So, in my world, when I start off my day it’s like turning on my lava lamp brain. All these pieces of information begin moving around in my mind bumping into each other and sometimes combining into new ideas. One thought sparks another, often unrelated to the current thought at hand, and I just add to the globs as the day goes on. So, if for example, I’m thinking about “did I remember to send in Klynt’s football forms”, it leads to “I’m going to have to change my counseling hours when football season starts so I can be at the games”, which leads to “what am I planning for dinner tonight”. (Because last year during football season, planning dinners on game nights was challenging.) Which then leads to a deeper thought on “whether I’m doing a good job balancing caring for my family and working” and “do they feel nurtured” and “are we really sharing meals together the way I believe is good”.
And all this goes on between the time I wake up and pour my first cup of coffee.

 

Enter my husband, sleepy and non-globby brained who is, at the moment, thinking “Breakfast“. He then asks, “do we have any of that good juice left that I liked?” It’s really an innocent question, but unfortunately for him he just threw a blob in my lamp that hit my last thought about not knowing if my family feels nurtured. New blob: defensiveness. “Well, we would have more but our grocery budget only stretches so far and I told you if you’d drink a little less we wouldn’t run out.” Poor guy just wanted a glass of juice. He looks at me like I’m sort of cute and cranky and continues about the process of breakfast. My husband is unfailingly patient.

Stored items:
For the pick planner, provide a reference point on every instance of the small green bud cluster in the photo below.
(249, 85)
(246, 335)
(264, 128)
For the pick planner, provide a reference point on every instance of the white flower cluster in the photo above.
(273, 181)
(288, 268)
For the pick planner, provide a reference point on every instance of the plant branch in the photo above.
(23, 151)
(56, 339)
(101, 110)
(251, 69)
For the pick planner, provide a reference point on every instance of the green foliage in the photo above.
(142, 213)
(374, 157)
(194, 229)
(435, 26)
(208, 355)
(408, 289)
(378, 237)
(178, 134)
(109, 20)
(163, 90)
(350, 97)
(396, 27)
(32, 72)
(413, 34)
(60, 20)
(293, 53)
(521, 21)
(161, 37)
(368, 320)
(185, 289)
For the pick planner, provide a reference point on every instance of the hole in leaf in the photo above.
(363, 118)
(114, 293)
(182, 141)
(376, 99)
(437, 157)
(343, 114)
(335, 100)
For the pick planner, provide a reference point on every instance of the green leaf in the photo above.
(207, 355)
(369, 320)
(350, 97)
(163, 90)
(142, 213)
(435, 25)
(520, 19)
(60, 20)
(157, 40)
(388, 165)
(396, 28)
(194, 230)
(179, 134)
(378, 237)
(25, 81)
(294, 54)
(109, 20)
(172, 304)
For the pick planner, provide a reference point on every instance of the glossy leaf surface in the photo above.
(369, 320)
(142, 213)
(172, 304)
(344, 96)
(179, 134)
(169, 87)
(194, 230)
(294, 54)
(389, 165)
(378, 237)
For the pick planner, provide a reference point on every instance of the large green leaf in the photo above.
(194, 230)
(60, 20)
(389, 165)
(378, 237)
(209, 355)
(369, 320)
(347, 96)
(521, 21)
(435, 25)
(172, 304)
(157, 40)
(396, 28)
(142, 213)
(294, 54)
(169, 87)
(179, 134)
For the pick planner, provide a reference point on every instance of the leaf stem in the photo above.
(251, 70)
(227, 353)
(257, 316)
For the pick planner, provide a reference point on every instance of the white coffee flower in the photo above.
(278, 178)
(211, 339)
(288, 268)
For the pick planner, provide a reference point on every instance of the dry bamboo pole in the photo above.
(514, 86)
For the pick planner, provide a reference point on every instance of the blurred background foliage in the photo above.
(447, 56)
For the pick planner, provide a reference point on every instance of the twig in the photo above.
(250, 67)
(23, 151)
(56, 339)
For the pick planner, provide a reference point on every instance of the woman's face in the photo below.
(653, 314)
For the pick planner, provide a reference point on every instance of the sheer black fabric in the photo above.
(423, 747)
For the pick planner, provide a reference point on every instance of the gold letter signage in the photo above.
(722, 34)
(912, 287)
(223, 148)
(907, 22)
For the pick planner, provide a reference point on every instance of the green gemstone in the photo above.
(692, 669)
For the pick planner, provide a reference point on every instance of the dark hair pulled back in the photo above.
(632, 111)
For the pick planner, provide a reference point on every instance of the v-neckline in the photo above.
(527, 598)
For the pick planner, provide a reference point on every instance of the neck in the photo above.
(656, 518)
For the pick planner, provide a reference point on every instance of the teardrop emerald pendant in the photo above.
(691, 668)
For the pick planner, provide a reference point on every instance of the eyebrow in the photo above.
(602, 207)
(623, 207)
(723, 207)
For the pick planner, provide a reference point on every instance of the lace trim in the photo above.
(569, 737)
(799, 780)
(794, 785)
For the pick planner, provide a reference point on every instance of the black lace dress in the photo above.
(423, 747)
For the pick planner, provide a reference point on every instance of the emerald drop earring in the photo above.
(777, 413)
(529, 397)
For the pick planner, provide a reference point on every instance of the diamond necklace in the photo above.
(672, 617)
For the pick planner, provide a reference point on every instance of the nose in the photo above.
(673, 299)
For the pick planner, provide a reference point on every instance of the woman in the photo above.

### [WHAT TO PRODUCE]
In the lava lamp passage, what new blob forms after the husband asks about the juice?

### [RESPONSE TO THE EXERCISE]
Defensiveness.